----- THE RECORDS -----
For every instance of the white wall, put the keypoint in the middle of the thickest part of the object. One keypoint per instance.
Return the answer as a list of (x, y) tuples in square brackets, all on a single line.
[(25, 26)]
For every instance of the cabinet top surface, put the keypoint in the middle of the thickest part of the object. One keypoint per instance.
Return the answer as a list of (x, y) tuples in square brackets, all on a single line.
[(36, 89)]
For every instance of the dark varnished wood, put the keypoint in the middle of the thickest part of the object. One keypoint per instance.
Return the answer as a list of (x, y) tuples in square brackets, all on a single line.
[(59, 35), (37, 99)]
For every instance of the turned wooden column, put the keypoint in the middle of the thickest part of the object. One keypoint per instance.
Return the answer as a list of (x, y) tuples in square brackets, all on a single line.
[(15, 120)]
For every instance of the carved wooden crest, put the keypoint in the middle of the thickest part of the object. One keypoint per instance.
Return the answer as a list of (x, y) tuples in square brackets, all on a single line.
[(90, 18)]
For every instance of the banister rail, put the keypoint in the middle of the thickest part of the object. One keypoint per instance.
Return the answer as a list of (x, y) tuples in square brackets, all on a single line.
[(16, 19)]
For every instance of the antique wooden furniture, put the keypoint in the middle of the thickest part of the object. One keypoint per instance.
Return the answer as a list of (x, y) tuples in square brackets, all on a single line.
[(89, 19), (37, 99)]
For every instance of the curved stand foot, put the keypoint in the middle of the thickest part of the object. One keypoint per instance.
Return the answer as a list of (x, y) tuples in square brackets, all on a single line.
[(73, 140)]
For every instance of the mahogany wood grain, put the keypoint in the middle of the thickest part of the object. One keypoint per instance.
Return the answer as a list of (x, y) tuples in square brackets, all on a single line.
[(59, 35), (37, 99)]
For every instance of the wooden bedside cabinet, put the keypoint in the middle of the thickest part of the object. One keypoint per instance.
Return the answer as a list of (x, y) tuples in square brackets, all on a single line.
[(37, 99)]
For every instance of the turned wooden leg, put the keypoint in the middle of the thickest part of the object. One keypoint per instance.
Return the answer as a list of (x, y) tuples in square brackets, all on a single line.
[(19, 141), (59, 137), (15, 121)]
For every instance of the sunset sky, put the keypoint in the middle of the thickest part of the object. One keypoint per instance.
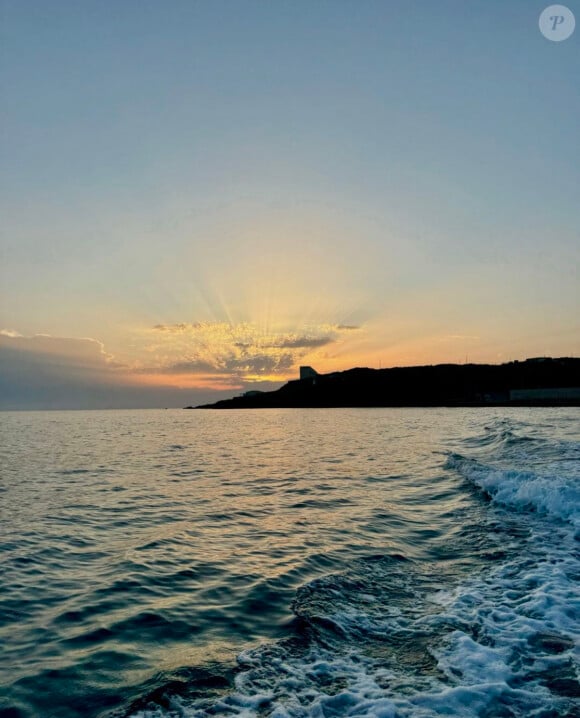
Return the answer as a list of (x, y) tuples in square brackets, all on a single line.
-----
**GIVEN EXERCISE**
Recast every line of the records above as a numbered list, skipping blank lines and leaving out the picture.

**COMPLETED EXERCISE**
1. For every instance of the white wall, put the keypoint in the middle of the thickest part of the object. One keypoint per instance.
2. Return the answer as a list of (x, y) tuples in square brackets, all on a single line.
3. [(25, 26)]
4. For every instance of the cabinet top surface, put the keypoint in the middle of the thickest part of the object. One keypoint per instance.
5. Return the answer as a list of (x, y) tuples in square brackets, all on a single line.
6. [(36, 89)]
7. For every instance of the dark varnished wood, put the keypoint in the middle of the thickest part of the object. One keypoint per instance.
8. Return the answer as a list of (x, y) tuples in square brackets, all on a single line.
9. [(59, 35), (37, 99)]
10. For every instance of the turned wooden column, put the keypoint in the middle of the thickest part of the object. One keypoint per instance.
11. Return the answer as a list of (x, y) tuples in square brackets, all on a single line.
12. [(15, 120)]
13. For every instance of the carved wooden crest, put the keypoint in the middle of the thickest part of the object. One keypoint per instance.
14. Return the answer as a list of (x, y) tuples in square brackets, all on a single line.
15. [(90, 18)]
16. For every instance of the banister rail, put the keypoint in the middle of the thickest part of the object. One keypoint per instance.
17. Return the answer as a list of (x, y) tuples in square brackets, all on a single line.
18. [(16, 19)]
19. For every instance of the antique wooden furniture, put the keypoint in the middle of the thickest part of the object. One keypoint per instance.
20. Return the answer as a list of (x, y) tuples in square brackets, all on a single line.
21. [(89, 19), (37, 99)]
22. For every instance of the curved stand foot, put the keypoint in the middle of the thickest part of the object. One keypoint per instance.
23. Return the answer as a list of (x, y) tuples in square brackets, all on a single line.
24. [(73, 140)]
25. For every instance of the mahogany wood grain, put the keypoint in the middle of the thickest part of the object. One keypoint per instance.
26. Return the answer as a list of (x, y) tuples in square brackets, all on a single line.
27. [(59, 35), (37, 99)]
28. For every instance of the wooden bedside cabinet, put the keypoint in the middle of the thickest part of the object. One keypoint per instance.
29. Return the answer as a list of (x, y) tuples in square brackets, all on a single line.
30. [(37, 99)]
31. For every instance of the turned wooden leg, put the keypoint in the middle of the thickest part of the object. One keypoint per instance.
32. Return the answer as a list of (x, y) tuples in square brackets, all on a single line.
33. [(19, 141), (59, 137), (15, 121)]
34. For every instance of the sunset sky, put the keypoint in the middle of the thickest part of the object. One keypoint per instance.
35. Return the answer as a list of (x, y) tuples in square brackets, all on a single line.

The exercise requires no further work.